-- Stated task --
Echo the material below line for line, changing nothing.
═════ Data listing ═════
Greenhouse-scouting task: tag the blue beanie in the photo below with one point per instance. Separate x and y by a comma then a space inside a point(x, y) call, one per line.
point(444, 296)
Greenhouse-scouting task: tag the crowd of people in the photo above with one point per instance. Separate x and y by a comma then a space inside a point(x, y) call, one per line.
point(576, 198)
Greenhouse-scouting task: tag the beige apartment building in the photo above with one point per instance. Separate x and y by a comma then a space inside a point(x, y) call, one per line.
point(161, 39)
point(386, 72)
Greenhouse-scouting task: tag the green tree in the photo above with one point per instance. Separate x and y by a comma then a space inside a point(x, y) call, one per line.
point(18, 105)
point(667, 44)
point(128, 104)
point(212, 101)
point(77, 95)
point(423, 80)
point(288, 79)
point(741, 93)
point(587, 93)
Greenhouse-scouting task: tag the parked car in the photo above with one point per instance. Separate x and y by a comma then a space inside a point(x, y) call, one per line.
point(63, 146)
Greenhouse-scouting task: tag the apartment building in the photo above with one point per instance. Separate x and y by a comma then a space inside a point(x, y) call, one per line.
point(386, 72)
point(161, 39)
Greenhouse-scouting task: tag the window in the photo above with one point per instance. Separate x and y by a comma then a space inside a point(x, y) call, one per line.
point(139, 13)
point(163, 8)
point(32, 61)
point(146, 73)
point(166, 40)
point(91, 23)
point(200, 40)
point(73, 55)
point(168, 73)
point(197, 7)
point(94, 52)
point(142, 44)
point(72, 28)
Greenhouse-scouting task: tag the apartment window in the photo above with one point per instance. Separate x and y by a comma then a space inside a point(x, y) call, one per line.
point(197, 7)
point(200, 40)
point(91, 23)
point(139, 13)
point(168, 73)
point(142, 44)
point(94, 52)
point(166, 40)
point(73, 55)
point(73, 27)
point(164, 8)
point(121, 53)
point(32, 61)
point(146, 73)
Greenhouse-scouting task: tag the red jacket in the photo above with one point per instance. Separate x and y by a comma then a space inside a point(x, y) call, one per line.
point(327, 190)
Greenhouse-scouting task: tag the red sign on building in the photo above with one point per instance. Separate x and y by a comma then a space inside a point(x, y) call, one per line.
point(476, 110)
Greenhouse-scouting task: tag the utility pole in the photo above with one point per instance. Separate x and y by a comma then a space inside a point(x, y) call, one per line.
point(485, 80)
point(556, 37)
═════
-- Exercise output --
Greenhouse-scouting task: tag the blue beanie in the photo below with one point per instance. Separate x and y by a comma then a space inside a point(x, y) call, one per line.
point(444, 296)
Greenhouse-scouting task: tag the crowd of people in the photo above with one point per instance. Separate x and y by a comma then a space inside a point(x, y) call, one per line.
point(576, 198)
Greenhouse-scouting task: tag the beige apartment building in the photo above with one point per instance. Separate x and y by a comma then a space inside a point(x, y) call, one per line.
point(161, 39)
point(386, 72)
Greenhouse-scouting task: tag the green tree in the photo above with one point per instance. Separate x and y by a comma then a space inside a point(x, y) call, one per line.
point(18, 105)
point(667, 44)
point(128, 104)
point(212, 101)
point(77, 95)
point(423, 80)
point(288, 79)
point(741, 93)
point(587, 93)
Greenhouse-scouting task: tag the parked car in the photo above with one point per instance. Separate x and y by a comma then a space inside a point(x, y) call, one per line.
point(63, 146)
Greenhouse-scouting task: tag the apartment building in the photo above with one point per instance. Separate x and y by a comma then a space inside a point(x, y) call, one per line.
point(386, 72)
point(161, 39)
Greenhouse-scouting task: tag the window in the photo above with one point per instance. Separate x and y by a comma then a space inside a point(x, y) call, one per line.
point(139, 13)
point(163, 8)
point(32, 61)
point(146, 73)
point(166, 40)
point(91, 23)
point(200, 40)
point(73, 55)
point(168, 73)
point(197, 7)
point(94, 52)
point(142, 44)
point(72, 28)
Greenhouse-scouting task: tag the apartment window in the photo above with one point per instance. Separate x and y by a comma then a space inside a point(x, y) call, one per line.
point(197, 7)
point(200, 40)
point(91, 23)
point(139, 13)
point(168, 73)
point(142, 44)
point(94, 52)
point(166, 40)
point(73, 55)
point(73, 27)
point(164, 8)
point(121, 53)
point(32, 61)
point(146, 73)
Greenhouse-scouting task: tag the red jacket in the photo above with one point per instance. Separate x and y by a comma then a space inside a point(x, y) call, one per line.
point(327, 190)
Greenhouse-scouting task: tag the red sign on building in the photo above with one point per instance. Separate x and y by a comma then a space inside a point(x, y) call, one per line.
point(476, 110)
Greenhouse-scouting task: tag the utility pole in the photo above with one point per instance. Separate x and y by a comma then a space inside a point(x, y) call, one per line.
point(485, 80)
point(556, 37)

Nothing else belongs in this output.